> _PROBLEM TO WORK ON_
Carry on the amendment to the note purchase agreement below, starting right after its final sentence.

AMENDMENT 2 TO
NOTE PURCHASE AGREEMENT
This AMENDMENT
2 , dated as of February 27, 2009 (this “
Amendment ”), to the NOTE PURCHASE AND
SECURITY AGREEMENT (as previously amended by Amendment 1
thereto dated as of June 4, 2008, the “ Note
Purchase Agreement ”) is among PHOENIX FUNDINGS
I , a statutory trust duly organized under the laws of the
State of Delaware, as the note issuer (the “
Trust ”), SALLIE MAE, INC. , a Delaware
corporation, as administrator (the “
Administrator ”), THE BANK OF NEW YORK
MELLON TRUST COMPANY, NATIONAL ASSOCIATION (formerly known as
The Bank of New York Trust Company, N.A.), a national banking
association, as the eligible lender trustee (the “
Eligible Lender Trustee ”), DEUTSCHE BANK
TRUST COMPANY AMERICAS, a New York banking corporation, as the
paying agent (the “ Paying Agent ” ) and
the securities intermediary (the “ Securities
Intermediary ”), UBS REAL ESTATE SECURITIES
INC., as the purchaser of the funding note (the “
Note Purchaser ”) and UBS SECURITIES LLC
, as the administrative agent for the Note Purchaser (in such
capacity, the “ Administrative Agent ”).
Capitalized terms, unless otherwise defined herein, shall have the
meanings set forth in the Note Purchase Agreement.

> _DATA ROWS_
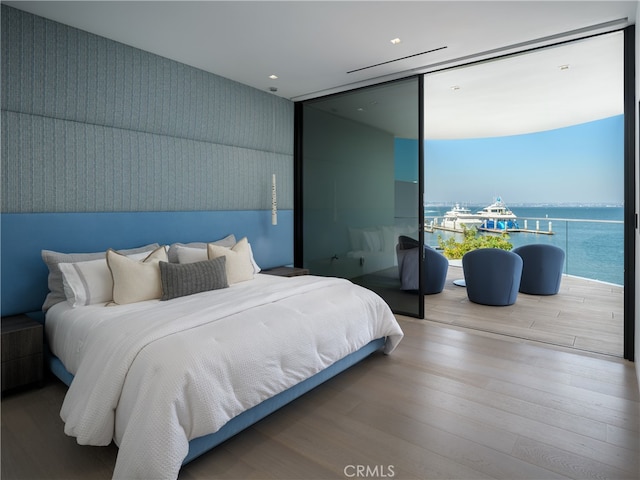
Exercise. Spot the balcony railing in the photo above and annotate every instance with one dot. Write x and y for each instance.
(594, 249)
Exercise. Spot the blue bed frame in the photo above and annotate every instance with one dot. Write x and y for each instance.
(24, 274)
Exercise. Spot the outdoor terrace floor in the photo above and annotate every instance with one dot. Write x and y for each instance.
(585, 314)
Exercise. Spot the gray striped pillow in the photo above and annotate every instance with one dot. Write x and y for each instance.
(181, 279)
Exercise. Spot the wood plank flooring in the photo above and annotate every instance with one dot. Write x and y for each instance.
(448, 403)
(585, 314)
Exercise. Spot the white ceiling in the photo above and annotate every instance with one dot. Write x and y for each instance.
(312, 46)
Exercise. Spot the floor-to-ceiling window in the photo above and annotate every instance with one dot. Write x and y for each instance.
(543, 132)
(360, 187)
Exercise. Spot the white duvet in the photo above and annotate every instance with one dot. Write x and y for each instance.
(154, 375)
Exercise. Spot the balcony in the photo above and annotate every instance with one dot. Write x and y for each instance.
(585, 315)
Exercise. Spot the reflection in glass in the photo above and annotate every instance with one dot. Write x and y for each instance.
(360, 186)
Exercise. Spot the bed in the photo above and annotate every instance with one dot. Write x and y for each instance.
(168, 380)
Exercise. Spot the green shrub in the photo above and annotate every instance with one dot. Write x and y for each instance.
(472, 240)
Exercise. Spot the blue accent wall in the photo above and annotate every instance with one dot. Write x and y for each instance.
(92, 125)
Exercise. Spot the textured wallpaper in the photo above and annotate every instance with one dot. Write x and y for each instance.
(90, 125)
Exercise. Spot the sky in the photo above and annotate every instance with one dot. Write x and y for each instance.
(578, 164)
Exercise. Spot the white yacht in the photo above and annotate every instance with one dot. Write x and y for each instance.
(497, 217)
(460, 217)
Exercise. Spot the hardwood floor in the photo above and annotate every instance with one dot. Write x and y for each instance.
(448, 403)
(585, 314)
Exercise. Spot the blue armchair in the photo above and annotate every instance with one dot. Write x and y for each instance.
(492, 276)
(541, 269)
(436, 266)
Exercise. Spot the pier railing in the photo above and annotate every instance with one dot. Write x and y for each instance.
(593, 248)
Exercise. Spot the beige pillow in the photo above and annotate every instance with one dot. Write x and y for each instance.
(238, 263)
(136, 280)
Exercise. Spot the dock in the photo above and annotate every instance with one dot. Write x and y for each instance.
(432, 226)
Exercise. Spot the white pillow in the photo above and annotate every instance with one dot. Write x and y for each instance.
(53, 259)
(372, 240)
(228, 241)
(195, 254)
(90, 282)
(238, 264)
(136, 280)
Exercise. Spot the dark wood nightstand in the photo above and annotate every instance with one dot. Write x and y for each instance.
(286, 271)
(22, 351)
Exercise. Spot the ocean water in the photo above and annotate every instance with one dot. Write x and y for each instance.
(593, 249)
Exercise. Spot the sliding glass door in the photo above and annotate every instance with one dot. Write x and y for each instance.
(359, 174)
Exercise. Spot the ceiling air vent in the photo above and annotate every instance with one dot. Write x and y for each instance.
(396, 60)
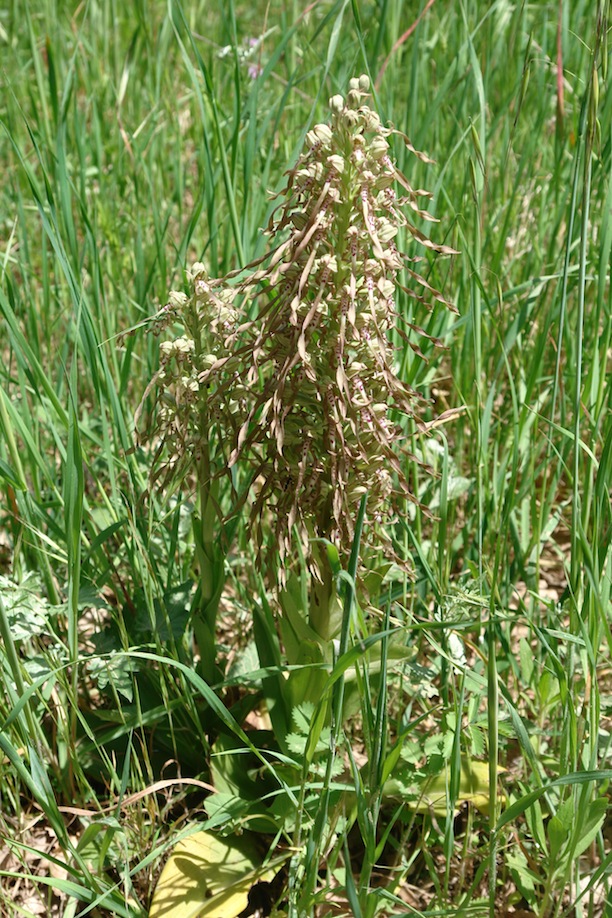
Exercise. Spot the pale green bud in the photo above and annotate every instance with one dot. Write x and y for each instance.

> _FINAL ANSWER_
WHEREAS, the Trust
has requested an extension of the Stated Termination Date (and
related maturity date of the Note) from the current date of
February 27, 2009, as contemplated in Section 2.14 of the Note
Purchase Agreement;
WHEREAS,
Section 2.14 of the Note Purchase Agreement provides that the
Note Purchaser shall not have any obligation to agree to such a
request for extension;
WHEREAS, the Note
Purchaser and the Administrative Agent are willing to agree to an
extension for an additional period of 60 days ( i.e. ,
to April 28, 2009), upon the terms and conditions provided
herein; and
WHEREAS, this
Amendment is being executed and delivered pursuant to and in
accordance with Section 10.01 of the Note Purchase
Agreement.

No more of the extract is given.